> _TASK DETAILS_
Write the entries out again exactly as they stand, but without the pictures.

(Picture annotation entries)
━━━━━━━━

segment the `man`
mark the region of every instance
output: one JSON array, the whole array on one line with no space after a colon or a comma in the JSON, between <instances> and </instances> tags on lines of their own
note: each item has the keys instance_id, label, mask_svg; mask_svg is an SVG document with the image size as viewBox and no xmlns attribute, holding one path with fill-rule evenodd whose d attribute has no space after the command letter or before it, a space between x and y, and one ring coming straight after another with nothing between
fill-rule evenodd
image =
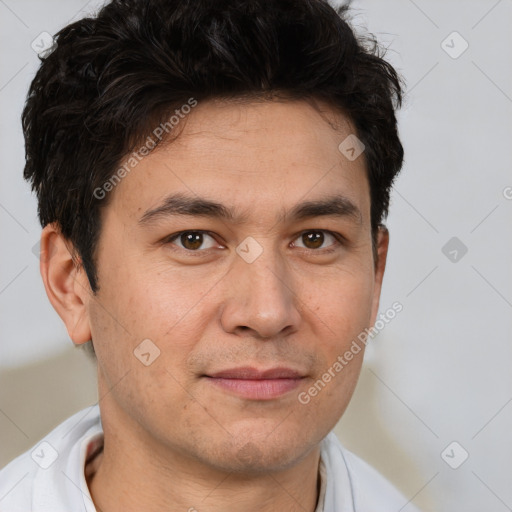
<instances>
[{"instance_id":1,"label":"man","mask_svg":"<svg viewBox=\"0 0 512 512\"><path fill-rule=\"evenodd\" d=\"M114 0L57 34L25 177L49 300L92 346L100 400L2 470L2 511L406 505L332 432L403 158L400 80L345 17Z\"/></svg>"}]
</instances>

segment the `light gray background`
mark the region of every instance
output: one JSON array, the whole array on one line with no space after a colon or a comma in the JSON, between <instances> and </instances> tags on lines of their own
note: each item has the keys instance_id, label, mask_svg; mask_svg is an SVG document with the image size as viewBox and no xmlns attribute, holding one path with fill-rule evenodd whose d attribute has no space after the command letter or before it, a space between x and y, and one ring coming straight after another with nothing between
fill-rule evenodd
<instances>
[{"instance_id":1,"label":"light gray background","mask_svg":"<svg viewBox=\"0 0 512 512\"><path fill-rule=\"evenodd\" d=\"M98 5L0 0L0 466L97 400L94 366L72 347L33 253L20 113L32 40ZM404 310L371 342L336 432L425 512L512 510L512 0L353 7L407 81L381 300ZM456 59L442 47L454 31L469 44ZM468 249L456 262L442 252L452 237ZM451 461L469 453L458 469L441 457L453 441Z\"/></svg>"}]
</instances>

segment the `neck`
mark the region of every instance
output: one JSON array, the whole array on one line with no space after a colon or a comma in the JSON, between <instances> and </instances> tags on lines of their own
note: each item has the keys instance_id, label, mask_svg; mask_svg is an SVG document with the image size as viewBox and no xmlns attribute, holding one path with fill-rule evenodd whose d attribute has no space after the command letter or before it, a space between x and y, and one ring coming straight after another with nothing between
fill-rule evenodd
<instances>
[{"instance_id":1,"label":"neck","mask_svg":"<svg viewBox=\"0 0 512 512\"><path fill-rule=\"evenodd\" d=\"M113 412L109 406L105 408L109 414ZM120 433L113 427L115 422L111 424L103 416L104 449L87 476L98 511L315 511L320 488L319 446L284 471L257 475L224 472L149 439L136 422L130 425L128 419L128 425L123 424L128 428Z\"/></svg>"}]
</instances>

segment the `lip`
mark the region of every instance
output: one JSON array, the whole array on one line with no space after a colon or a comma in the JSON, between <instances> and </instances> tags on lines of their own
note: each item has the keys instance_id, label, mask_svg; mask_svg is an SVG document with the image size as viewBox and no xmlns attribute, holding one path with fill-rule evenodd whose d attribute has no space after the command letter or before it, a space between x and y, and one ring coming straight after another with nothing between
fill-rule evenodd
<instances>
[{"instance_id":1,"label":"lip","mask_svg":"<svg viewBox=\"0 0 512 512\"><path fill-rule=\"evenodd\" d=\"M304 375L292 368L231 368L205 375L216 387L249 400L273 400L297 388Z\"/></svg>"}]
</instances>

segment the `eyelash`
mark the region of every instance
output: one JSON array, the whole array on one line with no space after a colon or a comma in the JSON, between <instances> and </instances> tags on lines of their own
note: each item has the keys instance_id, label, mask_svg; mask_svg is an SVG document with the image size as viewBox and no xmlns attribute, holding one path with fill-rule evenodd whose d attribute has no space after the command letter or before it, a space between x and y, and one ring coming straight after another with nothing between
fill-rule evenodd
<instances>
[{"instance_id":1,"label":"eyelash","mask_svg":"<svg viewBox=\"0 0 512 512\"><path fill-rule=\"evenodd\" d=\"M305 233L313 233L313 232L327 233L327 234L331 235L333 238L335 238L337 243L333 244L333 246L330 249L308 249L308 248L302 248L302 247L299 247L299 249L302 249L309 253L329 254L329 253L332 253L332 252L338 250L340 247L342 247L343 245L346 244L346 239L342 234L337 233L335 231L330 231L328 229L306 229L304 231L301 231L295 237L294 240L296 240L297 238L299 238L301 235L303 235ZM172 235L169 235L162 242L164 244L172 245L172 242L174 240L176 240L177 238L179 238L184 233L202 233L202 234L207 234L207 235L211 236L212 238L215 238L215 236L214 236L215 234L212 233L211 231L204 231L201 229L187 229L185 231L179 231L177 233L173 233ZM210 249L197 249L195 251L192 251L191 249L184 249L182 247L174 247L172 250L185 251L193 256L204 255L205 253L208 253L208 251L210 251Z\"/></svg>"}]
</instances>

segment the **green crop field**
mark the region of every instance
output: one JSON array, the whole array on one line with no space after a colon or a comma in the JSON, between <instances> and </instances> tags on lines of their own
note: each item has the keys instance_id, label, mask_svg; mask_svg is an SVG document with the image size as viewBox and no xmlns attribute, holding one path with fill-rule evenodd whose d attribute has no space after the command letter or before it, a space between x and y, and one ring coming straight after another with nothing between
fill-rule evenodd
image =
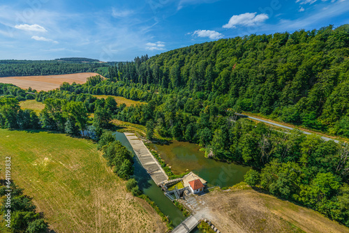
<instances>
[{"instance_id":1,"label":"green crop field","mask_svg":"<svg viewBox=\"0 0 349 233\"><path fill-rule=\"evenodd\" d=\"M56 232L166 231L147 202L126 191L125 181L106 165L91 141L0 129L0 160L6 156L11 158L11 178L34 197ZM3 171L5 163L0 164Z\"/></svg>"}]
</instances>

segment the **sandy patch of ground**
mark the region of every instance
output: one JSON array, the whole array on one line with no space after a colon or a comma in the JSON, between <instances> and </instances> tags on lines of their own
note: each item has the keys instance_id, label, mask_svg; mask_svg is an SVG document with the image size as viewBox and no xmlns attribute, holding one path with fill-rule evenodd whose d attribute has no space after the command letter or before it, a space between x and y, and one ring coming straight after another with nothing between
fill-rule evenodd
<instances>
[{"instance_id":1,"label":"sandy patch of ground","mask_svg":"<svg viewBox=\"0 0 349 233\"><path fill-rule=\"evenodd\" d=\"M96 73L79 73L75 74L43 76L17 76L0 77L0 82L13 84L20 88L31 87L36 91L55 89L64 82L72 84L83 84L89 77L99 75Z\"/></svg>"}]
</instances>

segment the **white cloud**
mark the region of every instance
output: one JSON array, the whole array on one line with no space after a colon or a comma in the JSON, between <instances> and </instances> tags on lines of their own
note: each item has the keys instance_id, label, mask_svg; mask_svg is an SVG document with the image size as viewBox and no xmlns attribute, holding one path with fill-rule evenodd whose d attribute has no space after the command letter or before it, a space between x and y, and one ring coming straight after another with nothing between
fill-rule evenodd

━━━━━━━━

> _ANSWER TO THE TASK_
segment the `man`
mark the region of every instance
output: one JSON array, the whole array on one line with no space after a colon or a comma in the JSON, between <instances> and </instances> tags on lines of their own
note: each item has the keys instance_id, label, mask_svg; mask_svg is an SVG document with the image size as viewBox and no xmlns attribute, holding one path with fill-rule evenodd whose d attribute has no space after the command letter or before it, a space between x and y, and one ring coming straight after another with nothing between
fill-rule evenodd
image =
<instances>
[{"instance_id":1,"label":"man","mask_svg":"<svg viewBox=\"0 0 512 512\"><path fill-rule=\"evenodd\" d=\"M114 0L57 34L25 177L49 300L92 346L100 400L2 470L2 511L406 505L332 432L403 158L400 80L345 17Z\"/></svg>"}]
</instances>

segment the `light gray background`
mark the region of every instance
output: one JSON array, the whole array on one line with no space after a colon or a comma in the JSON, between <instances> and </instances> tags on lines of their own
note: each item has the keys instance_id, label, mask_svg; mask_svg is an SVG document with the image size as viewBox and no xmlns attribute, holding one path with fill-rule evenodd whose d attribute has no space after the command letter or before it, a space between x and y, and one ring coming straight after another with nothing between
fill-rule evenodd
<instances>
[{"instance_id":1,"label":"light gray background","mask_svg":"<svg viewBox=\"0 0 512 512\"><path fill-rule=\"evenodd\" d=\"M98 5L0 0L0 466L97 400L94 366L72 347L33 253L20 113L32 40ZM404 310L371 342L336 432L425 512L512 510L512 0L353 7L407 81L381 300ZM456 59L442 47L454 31L469 44ZM468 249L456 262L442 252L452 237ZM451 461L469 453L458 469L441 457L453 441Z\"/></svg>"}]
</instances>

segment the `neck`
mark the region of every instance
output: one JSON array, the whole array on one line with no space after a colon or a comma in the JSON, between <instances> and </instances> tags on lines of their own
note: each item has the keys instance_id, label, mask_svg; mask_svg is an SVG document with the image size as viewBox and no xmlns attribute, holding one path with fill-rule evenodd whose d attribute has no space after the command letter or before it, a space between x and y, and one ring coming straight after another with nothing between
fill-rule evenodd
<instances>
[{"instance_id":1,"label":"neck","mask_svg":"<svg viewBox=\"0 0 512 512\"><path fill-rule=\"evenodd\" d=\"M113 412L109 406L105 408L109 414ZM120 433L113 427L115 422L111 424L103 416L104 449L87 476L98 511L315 511L320 488L319 446L284 471L257 475L224 472L149 439L136 422L130 425L128 419L128 425L123 424L128 428Z\"/></svg>"}]
</instances>

segment the `lip`
mark the region of every instance
output: one JSON array, the whole array on one line with no space after a colon or a comma in the JSON, between <instances> and </instances> tags on lines of their own
note: each item has the keys instance_id, label, mask_svg; mask_svg is an SVG document with the image size as viewBox and no xmlns attribute, holding one path with fill-rule evenodd whose d attribute has no space after the command letter or before it, a space between x and y, and one ring coming straight after another with nothing between
fill-rule evenodd
<instances>
[{"instance_id":1,"label":"lip","mask_svg":"<svg viewBox=\"0 0 512 512\"><path fill-rule=\"evenodd\" d=\"M304 375L292 368L231 368L205 375L216 387L249 400L273 400L297 388Z\"/></svg>"}]
</instances>

segment the `eyelash`
mark the region of every instance
output: one JSON array, the whole array on one line with no space after a colon or a comma in the JSON, between <instances> and </instances> tags on lines of their own
note: each item has the keys instance_id, label, mask_svg; mask_svg is an SVG document with the image size as viewBox and no xmlns attribute, holding one path with fill-rule evenodd whose d attribute has no space after the command letter or before it, a space between x and y, and one ring coming straight after another with nothing between
fill-rule evenodd
<instances>
[{"instance_id":1,"label":"eyelash","mask_svg":"<svg viewBox=\"0 0 512 512\"><path fill-rule=\"evenodd\" d=\"M305 233L313 233L313 232L327 233L327 234L331 235L333 238L335 238L337 243L333 244L333 246L330 249L308 249L308 248L302 248L302 247L299 247L299 249L302 249L309 253L329 254L329 253L332 253L332 252L338 250L340 247L342 247L343 245L346 244L346 239L342 234L337 233L335 231L330 231L328 229L306 229L304 231L301 231L295 237L294 240L296 240L297 238L299 238L301 235L303 235ZM172 235L169 235L162 242L164 244L172 245L172 242L174 240L176 240L177 238L179 238L184 233L202 233L202 234L207 234L207 235L211 236L212 238L215 238L215 236L214 236L215 234L212 233L211 231L204 231L201 229L187 229L185 231L179 231L177 233L173 233ZM210 249L197 249L195 251L192 251L191 249L184 249L182 247L174 247L172 250L185 251L193 256L204 255L205 253L208 253L208 251L210 251Z\"/></svg>"}]
</instances>

segment the **green crop field**
mark the region of every instance
output: one JSON array, the whole array on one line with no space after a colon or a comma in the JSON, between <instances> and </instances> tags on lines of their own
note: each item has the keys instance_id, label, mask_svg; mask_svg is an SVG document with the image size as viewBox and no xmlns attribute, holding one path with fill-rule evenodd whose d attribute has no space after the command letter or before it, a space between x and y, and one ring coming straight after another with nothing between
fill-rule evenodd
image =
<instances>
[{"instance_id":1,"label":"green crop field","mask_svg":"<svg viewBox=\"0 0 349 233\"><path fill-rule=\"evenodd\" d=\"M56 232L166 231L147 202L126 191L125 181L106 165L91 141L0 129L0 160L6 156L11 158L11 178L34 197ZM3 171L5 163L0 164Z\"/></svg>"}]
</instances>

segment the **sandy patch of ground**
mark the region of every instance
output: one JSON array, the whole array on one line with no space after a colon or a comma in the JSON, between <instances> and </instances> tags on lines of their own
note: each item has the keys instance_id, label, mask_svg; mask_svg is an SVG document with the image size as viewBox and no xmlns attribute, holding one path with fill-rule evenodd whose d attribute has no space after the command letter or before it, a space between x and y, and one ring coming straight after another with nothing between
fill-rule evenodd
<instances>
[{"instance_id":1,"label":"sandy patch of ground","mask_svg":"<svg viewBox=\"0 0 349 233\"><path fill-rule=\"evenodd\" d=\"M96 73L79 73L75 74L43 76L17 76L0 77L0 82L13 84L20 88L31 87L36 91L55 89L64 82L72 84L83 84L89 77L99 75Z\"/></svg>"}]
</instances>

segment the **white cloud**
mark the region of every instance
output: one JSON array, the whole array on one line with no space after a colon or a comma in the JSON, between <instances> and </instances> tags on lines of their own
note: each item has the keys instance_id, label, mask_svg; mask_svg is an SVG document with the image size as viewBox and no xmlns attribute, holding one path with fill-rule evenodd whose d attribute has no space after the command letter or before it, a space between x and y, and one ring coming straight after another with nothing between
fill-rule evenodd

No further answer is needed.